>>>

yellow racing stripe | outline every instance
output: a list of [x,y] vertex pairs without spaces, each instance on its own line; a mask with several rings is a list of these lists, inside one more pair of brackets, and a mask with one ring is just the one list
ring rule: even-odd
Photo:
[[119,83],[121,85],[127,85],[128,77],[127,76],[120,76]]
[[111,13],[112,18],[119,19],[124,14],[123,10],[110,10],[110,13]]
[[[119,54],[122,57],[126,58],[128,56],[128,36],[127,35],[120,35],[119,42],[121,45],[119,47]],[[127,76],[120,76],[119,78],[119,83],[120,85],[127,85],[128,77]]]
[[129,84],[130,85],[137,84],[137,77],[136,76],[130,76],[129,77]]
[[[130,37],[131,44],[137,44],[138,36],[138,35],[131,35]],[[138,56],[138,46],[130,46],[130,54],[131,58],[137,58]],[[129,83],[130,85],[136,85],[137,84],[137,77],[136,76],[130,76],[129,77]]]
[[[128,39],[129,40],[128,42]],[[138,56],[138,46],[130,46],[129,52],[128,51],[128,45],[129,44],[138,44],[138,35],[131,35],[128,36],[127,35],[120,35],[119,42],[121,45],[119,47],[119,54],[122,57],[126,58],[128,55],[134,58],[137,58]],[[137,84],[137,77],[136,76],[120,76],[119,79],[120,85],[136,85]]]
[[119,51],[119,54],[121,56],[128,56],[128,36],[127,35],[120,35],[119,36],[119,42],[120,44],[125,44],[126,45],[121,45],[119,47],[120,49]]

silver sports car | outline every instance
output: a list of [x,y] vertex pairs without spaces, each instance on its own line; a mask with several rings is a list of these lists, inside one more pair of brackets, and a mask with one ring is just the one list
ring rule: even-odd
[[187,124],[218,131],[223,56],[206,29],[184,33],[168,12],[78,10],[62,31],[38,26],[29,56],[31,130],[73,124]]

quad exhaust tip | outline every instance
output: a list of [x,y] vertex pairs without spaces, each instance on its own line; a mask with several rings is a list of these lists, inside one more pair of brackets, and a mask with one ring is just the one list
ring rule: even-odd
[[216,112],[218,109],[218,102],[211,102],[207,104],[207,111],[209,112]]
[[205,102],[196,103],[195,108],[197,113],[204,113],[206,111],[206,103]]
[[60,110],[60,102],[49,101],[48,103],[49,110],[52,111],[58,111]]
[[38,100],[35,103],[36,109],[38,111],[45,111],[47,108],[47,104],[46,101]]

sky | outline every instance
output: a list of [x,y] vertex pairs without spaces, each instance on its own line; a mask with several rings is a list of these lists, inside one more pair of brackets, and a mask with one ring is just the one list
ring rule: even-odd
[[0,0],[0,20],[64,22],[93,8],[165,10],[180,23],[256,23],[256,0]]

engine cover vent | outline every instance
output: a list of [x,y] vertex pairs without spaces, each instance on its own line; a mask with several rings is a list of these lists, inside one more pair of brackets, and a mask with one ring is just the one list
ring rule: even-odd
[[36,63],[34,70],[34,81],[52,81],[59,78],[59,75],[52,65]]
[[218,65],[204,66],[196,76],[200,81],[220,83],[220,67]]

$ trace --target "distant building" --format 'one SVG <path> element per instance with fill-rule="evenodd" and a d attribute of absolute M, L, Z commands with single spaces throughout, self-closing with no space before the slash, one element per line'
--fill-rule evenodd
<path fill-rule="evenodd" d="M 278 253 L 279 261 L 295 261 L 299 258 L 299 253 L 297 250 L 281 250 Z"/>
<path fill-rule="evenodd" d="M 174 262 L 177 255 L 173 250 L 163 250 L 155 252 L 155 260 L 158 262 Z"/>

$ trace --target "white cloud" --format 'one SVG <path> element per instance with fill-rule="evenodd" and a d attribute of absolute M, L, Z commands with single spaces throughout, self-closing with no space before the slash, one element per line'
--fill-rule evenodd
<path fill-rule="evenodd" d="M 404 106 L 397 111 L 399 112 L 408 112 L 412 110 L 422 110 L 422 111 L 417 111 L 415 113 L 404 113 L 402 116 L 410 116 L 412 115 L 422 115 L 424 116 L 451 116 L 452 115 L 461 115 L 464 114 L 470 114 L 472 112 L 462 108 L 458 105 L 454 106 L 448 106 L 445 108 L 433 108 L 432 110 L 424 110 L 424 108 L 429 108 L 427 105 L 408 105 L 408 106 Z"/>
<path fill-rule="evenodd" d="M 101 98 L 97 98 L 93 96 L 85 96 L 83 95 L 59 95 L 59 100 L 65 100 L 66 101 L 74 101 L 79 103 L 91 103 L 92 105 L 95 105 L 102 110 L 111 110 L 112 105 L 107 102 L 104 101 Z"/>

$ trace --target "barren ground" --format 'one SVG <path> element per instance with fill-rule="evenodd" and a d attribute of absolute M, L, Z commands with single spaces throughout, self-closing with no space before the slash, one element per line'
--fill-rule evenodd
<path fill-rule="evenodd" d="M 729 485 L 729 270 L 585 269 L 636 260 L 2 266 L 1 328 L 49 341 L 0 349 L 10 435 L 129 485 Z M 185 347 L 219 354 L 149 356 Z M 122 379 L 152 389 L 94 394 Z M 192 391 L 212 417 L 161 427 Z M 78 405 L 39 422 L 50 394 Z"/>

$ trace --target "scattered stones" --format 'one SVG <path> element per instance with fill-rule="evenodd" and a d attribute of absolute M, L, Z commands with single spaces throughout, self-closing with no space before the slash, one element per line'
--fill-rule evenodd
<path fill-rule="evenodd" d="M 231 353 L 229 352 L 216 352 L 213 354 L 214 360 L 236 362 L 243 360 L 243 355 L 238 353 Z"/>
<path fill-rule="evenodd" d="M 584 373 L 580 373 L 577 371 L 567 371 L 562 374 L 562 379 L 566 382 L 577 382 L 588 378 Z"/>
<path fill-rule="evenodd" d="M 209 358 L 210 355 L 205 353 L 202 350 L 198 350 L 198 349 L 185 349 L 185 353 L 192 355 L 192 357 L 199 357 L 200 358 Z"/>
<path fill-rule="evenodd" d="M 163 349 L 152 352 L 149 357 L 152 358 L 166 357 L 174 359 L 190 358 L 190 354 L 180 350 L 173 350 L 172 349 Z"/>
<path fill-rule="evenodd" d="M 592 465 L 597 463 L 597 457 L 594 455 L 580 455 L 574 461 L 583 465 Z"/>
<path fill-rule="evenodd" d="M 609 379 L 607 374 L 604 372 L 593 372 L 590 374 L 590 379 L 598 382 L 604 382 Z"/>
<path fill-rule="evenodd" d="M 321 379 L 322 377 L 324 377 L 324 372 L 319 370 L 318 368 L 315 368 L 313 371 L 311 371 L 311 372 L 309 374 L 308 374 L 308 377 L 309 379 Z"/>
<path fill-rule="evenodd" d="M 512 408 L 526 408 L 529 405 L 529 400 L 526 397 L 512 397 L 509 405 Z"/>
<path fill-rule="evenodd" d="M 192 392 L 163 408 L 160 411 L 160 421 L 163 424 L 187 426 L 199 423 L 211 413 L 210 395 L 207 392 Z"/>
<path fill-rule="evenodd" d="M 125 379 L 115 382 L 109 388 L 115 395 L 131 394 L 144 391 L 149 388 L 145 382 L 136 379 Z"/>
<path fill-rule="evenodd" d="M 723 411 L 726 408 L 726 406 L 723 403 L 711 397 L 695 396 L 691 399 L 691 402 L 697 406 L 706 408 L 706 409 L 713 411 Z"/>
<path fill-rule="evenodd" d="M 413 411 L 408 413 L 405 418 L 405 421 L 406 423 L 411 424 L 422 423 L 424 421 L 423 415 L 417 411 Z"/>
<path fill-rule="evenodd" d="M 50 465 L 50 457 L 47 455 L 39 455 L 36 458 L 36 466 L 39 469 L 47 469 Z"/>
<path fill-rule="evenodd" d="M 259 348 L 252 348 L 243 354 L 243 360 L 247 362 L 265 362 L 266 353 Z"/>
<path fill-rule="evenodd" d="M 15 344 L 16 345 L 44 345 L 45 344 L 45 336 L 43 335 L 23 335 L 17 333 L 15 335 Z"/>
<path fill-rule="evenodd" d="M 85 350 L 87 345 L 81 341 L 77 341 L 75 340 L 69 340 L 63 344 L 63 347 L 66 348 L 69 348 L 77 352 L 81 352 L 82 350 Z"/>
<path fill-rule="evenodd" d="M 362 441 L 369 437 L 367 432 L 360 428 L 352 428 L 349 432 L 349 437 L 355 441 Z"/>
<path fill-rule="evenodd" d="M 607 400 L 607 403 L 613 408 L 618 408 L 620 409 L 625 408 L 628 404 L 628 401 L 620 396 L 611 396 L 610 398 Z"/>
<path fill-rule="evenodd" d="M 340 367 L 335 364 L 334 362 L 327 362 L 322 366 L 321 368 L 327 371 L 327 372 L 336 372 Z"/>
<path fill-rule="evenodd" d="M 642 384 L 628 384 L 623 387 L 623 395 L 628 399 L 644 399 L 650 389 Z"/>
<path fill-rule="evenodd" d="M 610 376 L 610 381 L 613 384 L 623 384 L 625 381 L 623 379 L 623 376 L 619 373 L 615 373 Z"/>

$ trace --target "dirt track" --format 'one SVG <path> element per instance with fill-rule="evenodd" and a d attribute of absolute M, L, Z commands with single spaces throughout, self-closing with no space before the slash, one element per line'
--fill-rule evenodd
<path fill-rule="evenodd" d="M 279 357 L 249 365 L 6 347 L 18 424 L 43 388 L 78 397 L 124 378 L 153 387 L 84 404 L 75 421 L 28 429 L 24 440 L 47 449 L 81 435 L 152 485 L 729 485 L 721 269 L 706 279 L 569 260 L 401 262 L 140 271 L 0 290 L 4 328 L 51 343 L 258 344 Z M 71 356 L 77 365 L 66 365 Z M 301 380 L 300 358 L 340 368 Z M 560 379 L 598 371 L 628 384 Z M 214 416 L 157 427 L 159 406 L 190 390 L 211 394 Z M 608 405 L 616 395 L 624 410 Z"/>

<<<

■ WRITTEN INSTRUCTION ■
Can you rewrite the lines from the start of the records through the line containing "[[119,83],[121,85],[127,85],[128,77],[127,76],[120,76]]", swapping "yellow" for "white" and leaving everything else unchanged?

■ FULL SOLUTION ■
white racing stripe | outline every instance
output: a list of [x,y] vertex pairs without spaces, each instance on its own line; a mask with several rings is a list of these lists, inside one more pair of brackets, and a mask with one ring is just the one list
ring rule: even-odd
Photo:
[[119,83],[121,85],[127,85],[128,77],[127,76],[120,76]]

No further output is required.